*WHAT YOU WILL DO*
1. Repeat the part of the Forq concert review from "The current iteration" up to and including "patient and communicative.", word for word.
2. Decide whether each statement below agrees with the Forq concert review. Answer yes or no for each, and quote the words from the review that settle it.
(a) Forq played the second show of its two-night engagement at The Rex on Wednesday, February 21.
(b) Michael League co-founded Forq with guitarist Chris McQueen.
(c) Jason Thomas wrote "Lymaks."
3. Sum up the Forq concert review in two sentences.
-------- EXTRACT
On Wednesday, February 21, the American quartet Forq played their second show of a two-night engagement at The Rex. Forq is currently on tour, and their Toronto shows came near the end of a two-week journey that started on February 11 at the GroundUP Music Festival in Miami Beach, Florida (GroundUP is the label for whom the band records, and is helmed by Snarky Puppy’s Michael League, who, along with keyboardist Henry Hey, co-founded Forq). GroundUP artists – including Forq, Snarky Puppy and Becca Stevens – have made a number of successful appearances at The Rex over the past few years, and their shows tend to bring in a diverse range of live-music patrons. Hey remarked early on in the first set that The Rex is probably Forq’s favourite place to play, and the affection evidently runs both ways: the strong connection between the GroundUP family and The Rex is such that members of The Rex staff – including music manager Tom Tytel – made the trip down to Miami Beach for the aforementioned festival, in order to scout potential acts for the Rex’s 2018 Jazz Festival.
The current iteration of Forq includes keyboardist Hey, guitarist Chris McQueen, drummer Jason Thomas and bassist Kevin Scott, all four of whom were in top form at The Rex on Wednesday. Forq is described on its website as a band with “an aggressive sound,” but the description seems to do a disservice to the intelligent, nuanced approach to music-making that they took throughout the evening. While the highs were certainly high, much of Forq’s best playing was found in dynamic interplay between band members during quieter sections, and, though the show didn't lack in bombast, the prevailing mood was thoughtful, patient and communicative.
After a short piece at the beginning of the first set, the band launched into the McQueen original “Lymaks,” a funky, medium-tempo song anchored throughout the melody by Thomas’s excellent tambourine playing. “Lymaks” featured a powerful solo from Hey that set the tone for the rest of the evening: melodic, rhythmically interesting, and with a keen attention to textural detail. Thomas’s “635 South” saw Hey taking another compelling solo, this time using his keyboard’s organ sound, as well as a great solo from Scott. Although it started with a swung 16th-note feel, it transitioned into a straighter feel after soloing to accommodate a beautiful melody, reminiscent of D’Angelo’s “Africa.”
----------------
-------- SUPPLIED DATA
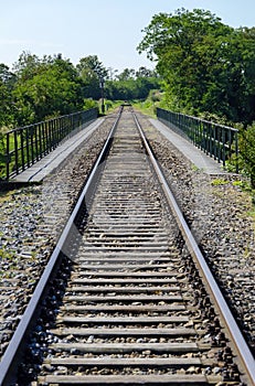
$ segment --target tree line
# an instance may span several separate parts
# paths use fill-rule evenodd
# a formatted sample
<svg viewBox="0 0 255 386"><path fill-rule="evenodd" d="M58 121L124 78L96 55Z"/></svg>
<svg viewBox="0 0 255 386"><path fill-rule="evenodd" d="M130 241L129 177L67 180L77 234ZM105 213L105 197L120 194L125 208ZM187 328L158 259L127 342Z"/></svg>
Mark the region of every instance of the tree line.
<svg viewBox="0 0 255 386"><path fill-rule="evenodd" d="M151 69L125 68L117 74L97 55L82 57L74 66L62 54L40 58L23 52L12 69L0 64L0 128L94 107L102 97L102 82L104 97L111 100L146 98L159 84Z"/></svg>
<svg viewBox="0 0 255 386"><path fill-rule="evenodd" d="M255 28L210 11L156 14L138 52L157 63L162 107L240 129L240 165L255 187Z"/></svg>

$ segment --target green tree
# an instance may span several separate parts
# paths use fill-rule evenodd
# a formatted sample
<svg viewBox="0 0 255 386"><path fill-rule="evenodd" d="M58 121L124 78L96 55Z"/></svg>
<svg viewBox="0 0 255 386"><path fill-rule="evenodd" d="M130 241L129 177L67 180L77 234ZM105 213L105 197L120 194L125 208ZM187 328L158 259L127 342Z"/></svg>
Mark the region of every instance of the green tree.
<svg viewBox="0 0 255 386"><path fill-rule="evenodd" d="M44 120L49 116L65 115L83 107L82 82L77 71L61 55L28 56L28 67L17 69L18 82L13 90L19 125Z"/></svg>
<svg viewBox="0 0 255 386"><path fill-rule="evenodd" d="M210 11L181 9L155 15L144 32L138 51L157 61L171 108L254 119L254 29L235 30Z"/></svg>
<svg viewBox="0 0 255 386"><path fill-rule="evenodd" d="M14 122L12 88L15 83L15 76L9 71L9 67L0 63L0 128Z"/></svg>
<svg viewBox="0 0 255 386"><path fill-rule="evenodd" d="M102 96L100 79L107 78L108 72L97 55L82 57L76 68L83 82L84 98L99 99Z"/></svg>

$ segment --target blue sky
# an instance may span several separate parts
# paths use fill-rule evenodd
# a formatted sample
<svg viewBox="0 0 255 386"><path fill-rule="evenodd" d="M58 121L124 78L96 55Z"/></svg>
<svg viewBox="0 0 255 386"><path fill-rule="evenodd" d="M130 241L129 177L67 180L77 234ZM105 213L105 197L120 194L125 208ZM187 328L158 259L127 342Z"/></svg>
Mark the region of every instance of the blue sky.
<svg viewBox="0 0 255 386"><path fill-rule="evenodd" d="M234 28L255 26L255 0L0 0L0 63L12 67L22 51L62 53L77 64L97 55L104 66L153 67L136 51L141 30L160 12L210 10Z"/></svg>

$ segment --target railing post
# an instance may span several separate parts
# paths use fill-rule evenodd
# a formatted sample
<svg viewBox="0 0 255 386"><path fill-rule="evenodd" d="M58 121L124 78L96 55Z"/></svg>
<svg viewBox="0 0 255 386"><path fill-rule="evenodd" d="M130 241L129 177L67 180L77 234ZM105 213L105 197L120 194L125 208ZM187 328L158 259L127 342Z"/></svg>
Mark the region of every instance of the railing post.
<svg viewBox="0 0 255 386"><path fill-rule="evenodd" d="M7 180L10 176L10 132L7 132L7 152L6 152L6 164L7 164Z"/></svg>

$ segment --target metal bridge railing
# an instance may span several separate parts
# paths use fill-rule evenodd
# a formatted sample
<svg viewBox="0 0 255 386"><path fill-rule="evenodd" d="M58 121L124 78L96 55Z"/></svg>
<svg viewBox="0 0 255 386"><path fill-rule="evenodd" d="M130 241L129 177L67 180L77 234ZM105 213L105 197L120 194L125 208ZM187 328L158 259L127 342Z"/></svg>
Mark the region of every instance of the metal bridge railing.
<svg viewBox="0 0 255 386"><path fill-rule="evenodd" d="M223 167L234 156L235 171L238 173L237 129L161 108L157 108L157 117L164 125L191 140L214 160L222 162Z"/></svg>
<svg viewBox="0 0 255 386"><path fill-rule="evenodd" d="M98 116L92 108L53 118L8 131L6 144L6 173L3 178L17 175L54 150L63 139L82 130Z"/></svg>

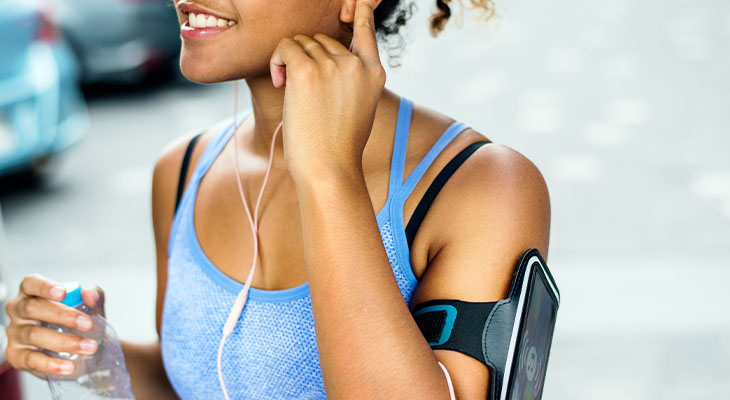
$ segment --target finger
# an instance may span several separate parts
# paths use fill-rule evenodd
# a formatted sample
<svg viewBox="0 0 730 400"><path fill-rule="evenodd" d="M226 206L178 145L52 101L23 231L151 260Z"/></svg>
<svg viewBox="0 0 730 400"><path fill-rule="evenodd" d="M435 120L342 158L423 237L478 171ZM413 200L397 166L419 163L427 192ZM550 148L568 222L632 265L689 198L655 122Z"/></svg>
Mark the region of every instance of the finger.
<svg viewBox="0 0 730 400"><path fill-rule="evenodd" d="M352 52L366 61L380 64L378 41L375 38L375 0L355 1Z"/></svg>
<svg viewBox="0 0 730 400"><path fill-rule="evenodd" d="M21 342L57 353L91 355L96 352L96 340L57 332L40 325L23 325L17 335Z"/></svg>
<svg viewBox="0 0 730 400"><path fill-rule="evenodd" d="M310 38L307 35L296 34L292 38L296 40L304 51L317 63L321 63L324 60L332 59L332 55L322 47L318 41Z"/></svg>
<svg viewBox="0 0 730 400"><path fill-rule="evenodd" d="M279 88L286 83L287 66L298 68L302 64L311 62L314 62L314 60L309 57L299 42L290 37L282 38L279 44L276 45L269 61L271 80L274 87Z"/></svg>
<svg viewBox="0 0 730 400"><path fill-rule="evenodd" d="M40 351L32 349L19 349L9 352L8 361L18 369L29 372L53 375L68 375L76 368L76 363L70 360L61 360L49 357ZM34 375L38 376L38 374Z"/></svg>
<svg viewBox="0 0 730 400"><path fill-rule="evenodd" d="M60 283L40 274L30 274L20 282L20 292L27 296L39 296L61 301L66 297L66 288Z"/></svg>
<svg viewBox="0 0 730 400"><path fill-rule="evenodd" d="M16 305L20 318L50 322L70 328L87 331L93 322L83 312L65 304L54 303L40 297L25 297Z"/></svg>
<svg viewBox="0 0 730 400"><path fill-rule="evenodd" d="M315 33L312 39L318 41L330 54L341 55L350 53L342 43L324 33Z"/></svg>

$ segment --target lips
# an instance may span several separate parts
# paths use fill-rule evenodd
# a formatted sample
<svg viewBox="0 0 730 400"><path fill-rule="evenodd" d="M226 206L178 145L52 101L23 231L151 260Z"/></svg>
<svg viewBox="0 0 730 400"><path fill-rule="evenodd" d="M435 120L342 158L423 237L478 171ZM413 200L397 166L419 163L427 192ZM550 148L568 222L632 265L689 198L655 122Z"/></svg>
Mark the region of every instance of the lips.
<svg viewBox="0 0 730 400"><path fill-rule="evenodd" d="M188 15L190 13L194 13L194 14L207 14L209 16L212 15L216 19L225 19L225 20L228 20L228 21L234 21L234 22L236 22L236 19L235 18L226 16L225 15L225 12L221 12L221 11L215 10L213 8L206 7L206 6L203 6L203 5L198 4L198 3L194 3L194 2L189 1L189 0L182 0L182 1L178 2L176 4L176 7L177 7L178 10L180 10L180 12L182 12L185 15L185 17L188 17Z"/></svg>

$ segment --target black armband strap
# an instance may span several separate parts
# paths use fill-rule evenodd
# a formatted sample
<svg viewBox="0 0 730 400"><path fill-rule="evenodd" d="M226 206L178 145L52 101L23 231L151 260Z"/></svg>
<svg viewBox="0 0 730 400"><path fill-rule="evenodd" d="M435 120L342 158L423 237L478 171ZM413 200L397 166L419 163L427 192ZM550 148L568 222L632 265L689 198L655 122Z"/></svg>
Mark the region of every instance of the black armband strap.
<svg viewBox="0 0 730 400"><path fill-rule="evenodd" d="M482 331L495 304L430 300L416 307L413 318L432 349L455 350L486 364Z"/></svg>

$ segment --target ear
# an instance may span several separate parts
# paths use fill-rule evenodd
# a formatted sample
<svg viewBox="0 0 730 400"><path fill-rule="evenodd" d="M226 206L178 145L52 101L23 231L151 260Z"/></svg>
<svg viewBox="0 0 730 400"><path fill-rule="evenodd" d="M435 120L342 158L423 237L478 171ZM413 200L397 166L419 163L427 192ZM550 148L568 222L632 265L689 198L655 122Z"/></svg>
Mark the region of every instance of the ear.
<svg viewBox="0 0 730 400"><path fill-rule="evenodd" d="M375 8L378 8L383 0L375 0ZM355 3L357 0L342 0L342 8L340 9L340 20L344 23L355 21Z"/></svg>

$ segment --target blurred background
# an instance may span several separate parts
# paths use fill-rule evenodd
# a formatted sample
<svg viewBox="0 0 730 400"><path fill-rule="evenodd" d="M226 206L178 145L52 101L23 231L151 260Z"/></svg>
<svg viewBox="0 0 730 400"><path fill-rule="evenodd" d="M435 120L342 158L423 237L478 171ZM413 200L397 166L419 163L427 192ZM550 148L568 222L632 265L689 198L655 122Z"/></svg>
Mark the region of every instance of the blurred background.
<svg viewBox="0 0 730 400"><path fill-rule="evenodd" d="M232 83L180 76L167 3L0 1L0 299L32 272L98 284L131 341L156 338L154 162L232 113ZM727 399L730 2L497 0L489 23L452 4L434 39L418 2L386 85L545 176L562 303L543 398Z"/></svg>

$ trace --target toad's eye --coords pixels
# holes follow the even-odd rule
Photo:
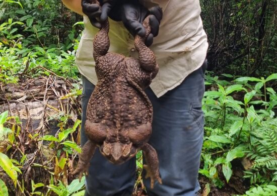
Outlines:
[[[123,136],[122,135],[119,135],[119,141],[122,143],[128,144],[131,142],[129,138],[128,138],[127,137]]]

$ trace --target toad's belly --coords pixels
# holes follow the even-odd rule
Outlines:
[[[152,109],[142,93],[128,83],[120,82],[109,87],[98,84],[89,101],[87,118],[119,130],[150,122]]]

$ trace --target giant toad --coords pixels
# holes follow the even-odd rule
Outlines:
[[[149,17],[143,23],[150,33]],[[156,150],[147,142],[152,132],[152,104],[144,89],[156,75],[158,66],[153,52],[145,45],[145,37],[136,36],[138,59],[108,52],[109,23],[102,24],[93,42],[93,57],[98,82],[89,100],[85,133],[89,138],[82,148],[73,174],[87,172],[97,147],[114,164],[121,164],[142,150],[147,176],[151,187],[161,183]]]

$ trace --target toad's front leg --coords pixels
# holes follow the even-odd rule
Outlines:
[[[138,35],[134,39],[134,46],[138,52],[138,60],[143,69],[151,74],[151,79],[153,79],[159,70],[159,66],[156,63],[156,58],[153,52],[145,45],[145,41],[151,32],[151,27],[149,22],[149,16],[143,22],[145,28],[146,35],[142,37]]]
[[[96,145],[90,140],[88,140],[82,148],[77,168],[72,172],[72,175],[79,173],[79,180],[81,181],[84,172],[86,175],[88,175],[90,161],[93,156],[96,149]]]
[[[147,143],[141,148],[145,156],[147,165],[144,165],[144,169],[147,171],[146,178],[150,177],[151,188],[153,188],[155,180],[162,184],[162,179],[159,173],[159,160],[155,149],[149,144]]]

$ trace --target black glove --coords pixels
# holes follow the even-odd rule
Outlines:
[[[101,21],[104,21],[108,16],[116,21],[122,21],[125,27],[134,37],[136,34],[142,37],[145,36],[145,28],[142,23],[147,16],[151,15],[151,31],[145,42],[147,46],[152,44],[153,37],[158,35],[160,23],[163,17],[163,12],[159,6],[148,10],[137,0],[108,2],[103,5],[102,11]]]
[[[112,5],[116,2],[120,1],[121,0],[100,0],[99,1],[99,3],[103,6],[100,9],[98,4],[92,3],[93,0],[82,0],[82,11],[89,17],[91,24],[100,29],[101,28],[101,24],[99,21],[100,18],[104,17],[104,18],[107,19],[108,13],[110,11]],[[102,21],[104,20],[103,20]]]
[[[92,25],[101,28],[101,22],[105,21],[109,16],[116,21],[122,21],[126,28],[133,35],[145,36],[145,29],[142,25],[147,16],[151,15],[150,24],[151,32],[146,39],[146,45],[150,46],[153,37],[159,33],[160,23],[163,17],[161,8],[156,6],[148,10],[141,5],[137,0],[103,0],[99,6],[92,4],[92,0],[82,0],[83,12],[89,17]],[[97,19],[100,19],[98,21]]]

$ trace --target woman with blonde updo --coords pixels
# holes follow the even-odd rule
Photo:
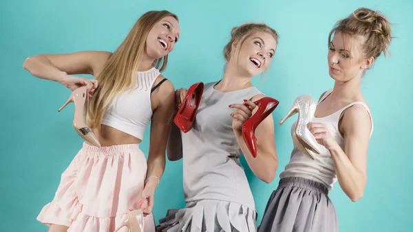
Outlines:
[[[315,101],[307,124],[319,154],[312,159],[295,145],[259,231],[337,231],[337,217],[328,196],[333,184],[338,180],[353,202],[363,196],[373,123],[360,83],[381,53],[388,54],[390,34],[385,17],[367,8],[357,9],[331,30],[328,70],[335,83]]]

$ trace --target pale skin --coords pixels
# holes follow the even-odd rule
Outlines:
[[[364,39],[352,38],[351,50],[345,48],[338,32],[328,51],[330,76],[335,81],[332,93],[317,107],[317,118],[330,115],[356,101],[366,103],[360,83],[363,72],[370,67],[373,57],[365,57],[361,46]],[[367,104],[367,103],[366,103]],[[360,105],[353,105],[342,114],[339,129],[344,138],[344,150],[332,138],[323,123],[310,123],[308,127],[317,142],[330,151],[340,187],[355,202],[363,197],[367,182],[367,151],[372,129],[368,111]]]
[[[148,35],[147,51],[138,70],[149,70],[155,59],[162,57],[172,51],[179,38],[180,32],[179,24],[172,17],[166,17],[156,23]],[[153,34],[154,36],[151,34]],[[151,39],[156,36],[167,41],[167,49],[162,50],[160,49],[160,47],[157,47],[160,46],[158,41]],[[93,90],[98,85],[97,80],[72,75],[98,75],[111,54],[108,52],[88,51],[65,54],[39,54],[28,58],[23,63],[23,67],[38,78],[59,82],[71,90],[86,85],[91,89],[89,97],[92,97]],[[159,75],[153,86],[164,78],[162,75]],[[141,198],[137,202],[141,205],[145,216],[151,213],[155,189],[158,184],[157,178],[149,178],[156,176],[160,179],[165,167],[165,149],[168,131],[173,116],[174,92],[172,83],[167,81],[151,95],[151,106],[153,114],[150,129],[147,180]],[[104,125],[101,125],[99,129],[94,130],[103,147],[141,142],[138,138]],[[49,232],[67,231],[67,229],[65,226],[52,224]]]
----------------
*RESPONSES TO THE TASKS*
1.
The current iteration of Forq includes keyboardist Hey, guitarist Chris McQueen, drummer Jason Thomas and bassist Kevin Scott, all four of whom were in top form at The Rex on Wednesday. Forq is described on its website as a band with “an aggressive sound,” but the description seems to do a disservice to the intelligent, nuanced approach to music-making that they took throughout the evening. While the highs were certainly high, much of Forq’s best playing was found in dynamic interplay between band members during quieter sections, and, though the show didn't lack in bombast, the prevailing mood was thoughtful, patient and communicative.

2.
(a) Yes: "On Wednesday, February 21, the American quartet Forq played their second show of a two-night engagement at The Rex."
(b) No: "who, along with keyboardist Henry Hey, co-founded Forq"
(c) No: "the McQueen original “Lymaks,”"

3. Forq, a quartet that records for GroundUP and was co-founded by Michael League and Henry Hey, played the second night of a two-night engagement at The Rex on February 21, near the end of a tour that began at the GroundUP Music Festival in Miami Beach. All four members were in top form, and the evening was thoughtful, patient and communicative, with Hey soloing on "Lymaks" and "635 South" and Scott also taking a solo on "635 South."